Decision Making Process

Step 1

Gather information regarding student progress (especially after breaks in the school schedule).

Step 2

Make the determination regarding ESY eligibility at an IEP team meeting.

Step 3

Document the ESY determination on the IEP.

Step 4

Issue the Prior Written Notice.

Reliable Sources of Information

  • Progress on goals in consecutive IEPs
  • Progress reports maintained by educators, therapists, and others having direct contact with the student before and after interruptions
  • Reports by parents of negative changes in adaptive behaviors or in other skill areas
  • Medical or other agency reports indicating degenerative-type difficulties, which become exacerbated during breaks in educational services
  • Results of tests

Information on the IEP

  • Description of the type and amount of ESY services (reference IEP goal)
  • Projected beginning dates and anticipated duration of service (i.e. June 5 – 30, 4 weeks)
  • Frequency ( e.g.: 1 time a week for goal of speech and language)
  • Location (Elementary school)

New Prior Written Notice must be issued if

  • Proposing to add ESY services to an IEP that previously did not have it
  • Deleting the provision of ESY services from an IEP that previously did have it
  • Refusing to initiate the provision of ESY services requested by the parent

ESY Service Delivery Models

  • The IEP team must determine the appropriate service delivery model based on the needs of the individual student.
  • LEAs ( the schools) are not required to create new programs merely to provide ESY services in integrated settings if they do not provide services at that time for non-disabled children.

Service Delivery Models

  • May be individual or group instruction
  • Must be delivered in the Least Restrictive Environment (LRE)

• **Complete the following**:
A. Return the portion of the ESY decision-making text starting with "Issue the Prior" and going on through "30, 4 weeks)", copied word for word.
B. According to the ESY decision-making text, at what kind of meeting is ESY eligibility determined?

• **Excerpted data**:
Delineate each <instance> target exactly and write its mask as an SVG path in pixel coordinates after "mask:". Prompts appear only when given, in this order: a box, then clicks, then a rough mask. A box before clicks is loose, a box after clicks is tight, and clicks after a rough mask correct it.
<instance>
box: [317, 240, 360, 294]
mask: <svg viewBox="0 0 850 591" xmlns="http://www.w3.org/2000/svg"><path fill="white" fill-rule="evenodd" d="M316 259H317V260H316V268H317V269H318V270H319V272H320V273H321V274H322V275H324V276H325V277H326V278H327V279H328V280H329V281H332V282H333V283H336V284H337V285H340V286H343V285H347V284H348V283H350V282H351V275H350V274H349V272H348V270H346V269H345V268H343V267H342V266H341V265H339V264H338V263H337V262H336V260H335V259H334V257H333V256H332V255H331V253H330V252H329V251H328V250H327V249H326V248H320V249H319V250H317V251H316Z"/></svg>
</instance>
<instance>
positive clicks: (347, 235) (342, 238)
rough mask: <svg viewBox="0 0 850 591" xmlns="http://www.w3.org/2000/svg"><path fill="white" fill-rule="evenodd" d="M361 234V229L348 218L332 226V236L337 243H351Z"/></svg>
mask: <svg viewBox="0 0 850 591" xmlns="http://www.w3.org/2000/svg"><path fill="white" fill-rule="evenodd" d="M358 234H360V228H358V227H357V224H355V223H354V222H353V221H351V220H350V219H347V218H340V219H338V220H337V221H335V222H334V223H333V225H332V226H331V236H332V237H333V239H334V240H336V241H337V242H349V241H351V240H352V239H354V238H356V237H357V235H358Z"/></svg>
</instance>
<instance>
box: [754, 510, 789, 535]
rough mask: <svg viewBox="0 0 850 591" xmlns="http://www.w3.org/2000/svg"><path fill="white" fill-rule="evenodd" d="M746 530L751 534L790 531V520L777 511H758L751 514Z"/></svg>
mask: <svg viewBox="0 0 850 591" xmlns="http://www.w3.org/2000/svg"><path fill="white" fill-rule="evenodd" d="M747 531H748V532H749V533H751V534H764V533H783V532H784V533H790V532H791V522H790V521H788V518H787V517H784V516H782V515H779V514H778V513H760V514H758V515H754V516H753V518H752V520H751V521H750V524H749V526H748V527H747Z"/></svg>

• **Answers to the exercise**:
A.
Issue the Prior Written Notice.

Reliable Sources of Information

  • Progress on goals in consecutive IEPs
  • Progress reports maintained by educators, therapists, and others having direct contact with the student before and after interruptions
  • Reports by parents of negative changes in adaptive behaviors or in other skill areas
  • Medical or other agency reports indicating degenerative-type difficulties, which become exacerbated during breaks in educational services
  • Results of tests

Information on the IEP

  • Description of the type and amount of ESY services (reference IEP goal)
  • Projected beginning dates and anticipated duration of service (i.e. June 5 – 30, 4 weeks)

B. An IEP team meeting.